-- Dataset records --
=== Section Start ===
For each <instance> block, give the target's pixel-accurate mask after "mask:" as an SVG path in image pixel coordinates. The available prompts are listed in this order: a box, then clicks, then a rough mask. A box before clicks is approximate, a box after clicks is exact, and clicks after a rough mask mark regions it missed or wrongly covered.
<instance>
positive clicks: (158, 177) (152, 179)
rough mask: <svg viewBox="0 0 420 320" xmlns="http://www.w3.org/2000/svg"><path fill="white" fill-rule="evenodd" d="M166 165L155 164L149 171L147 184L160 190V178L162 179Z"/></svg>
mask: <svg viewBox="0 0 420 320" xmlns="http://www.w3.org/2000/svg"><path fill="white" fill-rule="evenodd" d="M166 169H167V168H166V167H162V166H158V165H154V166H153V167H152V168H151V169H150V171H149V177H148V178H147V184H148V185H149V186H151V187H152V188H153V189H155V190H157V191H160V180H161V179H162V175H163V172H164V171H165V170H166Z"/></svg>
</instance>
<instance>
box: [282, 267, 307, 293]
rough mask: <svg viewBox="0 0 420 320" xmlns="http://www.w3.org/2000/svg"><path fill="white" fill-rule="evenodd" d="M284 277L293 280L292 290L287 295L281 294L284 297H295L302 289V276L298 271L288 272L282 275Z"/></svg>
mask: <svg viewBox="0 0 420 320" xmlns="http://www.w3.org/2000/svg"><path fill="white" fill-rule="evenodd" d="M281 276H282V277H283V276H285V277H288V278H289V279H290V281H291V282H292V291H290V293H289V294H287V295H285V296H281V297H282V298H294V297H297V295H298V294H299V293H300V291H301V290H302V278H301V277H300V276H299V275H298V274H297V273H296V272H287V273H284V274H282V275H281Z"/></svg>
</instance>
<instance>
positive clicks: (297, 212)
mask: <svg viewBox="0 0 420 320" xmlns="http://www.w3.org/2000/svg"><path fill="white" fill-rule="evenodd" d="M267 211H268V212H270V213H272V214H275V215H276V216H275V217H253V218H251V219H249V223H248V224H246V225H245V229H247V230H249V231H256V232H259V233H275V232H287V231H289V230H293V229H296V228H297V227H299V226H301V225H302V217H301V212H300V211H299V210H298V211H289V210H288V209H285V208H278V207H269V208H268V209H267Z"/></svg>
=== Section End ===
-- Exercise prompt --
Return every row above verbatim, keeping each line unchanged and in its original order.

-- Task result --
For each <instance> block, give the target's pixel-accurate mask after "mask:" as an SVG path in image pixel coordinates. The available prompts are listed in this order: a box, then clicks, then a rough mask. A box before clicks is approximate, a box after clicks is exact, and clicks after a rough mask mark regions it missed or wrongly covered.
<instance>
positive clicks: (158, 177) (152, 179)
rough mask: <svg viewBox="0 0 420 320" xmlns="http://www.w3.org/2000/svg"><path fill="white" fill-rule="evenodd" d="M166 165L155 164L149 171L147 184L160 190V178L162 179Z"/></svg>
mask: <svg viewBox="0 0 420 320" xmlns="http://www.w3.org/2000/svg"><path fill="white" fill-rule="evenodd" d="M166 169H167V168H166V167H162V166H158V165H154V166H153V167H152V168H151V169H150V171H149V177H148V178H147V184H148V185H149V186H151V187H152V188H153V189H155V190H157V191H160V180H161V179H162V175H163V172H164V171H165V170H166Z"/></svg>
</instance>
<instance>
box: [282, 267, 307, 293]
rough mask: <svg viewBox="0 0 420 320" xmlns="http://www.w3.org/2000/svg"><path fill="white" fill-rule="evenodd" d="M284 277L293 280L292 290L287 295L281 294L284 297H295L302 289V276L298 271L288 272L282 275Z"/></svg>
mask: <svg viewBox="0 0 420 320" xmlns="http://www.w3.org/2000/svg"><path fill="white" fill-rule="evenodd" d="M281 276H282V277H283V276H285V277H288V278H289V279H290V281H291V282H292V291H290V293H289V294H287V295H285V296H281V297H282V298H294V297H297V295H298V294H299V293H300V291H301V290H302V278H301V277H300V276H299V275H298V274H297V273H296V272H287V273H284V274H282V275H281Z"/></svg>
</instance>
<instance>
positive clicks: (297, 212)
mask: <svg viewBox="0 0 420 320" xmlns="http://www.w3.org/2000/svg"><path fill="white" fill-rule="evenodd" d="M267 211H268V212H270V213H272V214H275V215H276V216H275V217H253V218H251V219H249V223H248V224H246V225H245V229H247V230H249V231H256V232H259V233H275V232H287V231H289V230H293V229H296V228H297V227H299V226H301V225H302V217H301V212H300V211H299V210H298V211H289V210H288V209H285V208H278V207H269V208H268V209H267Z"/></svg>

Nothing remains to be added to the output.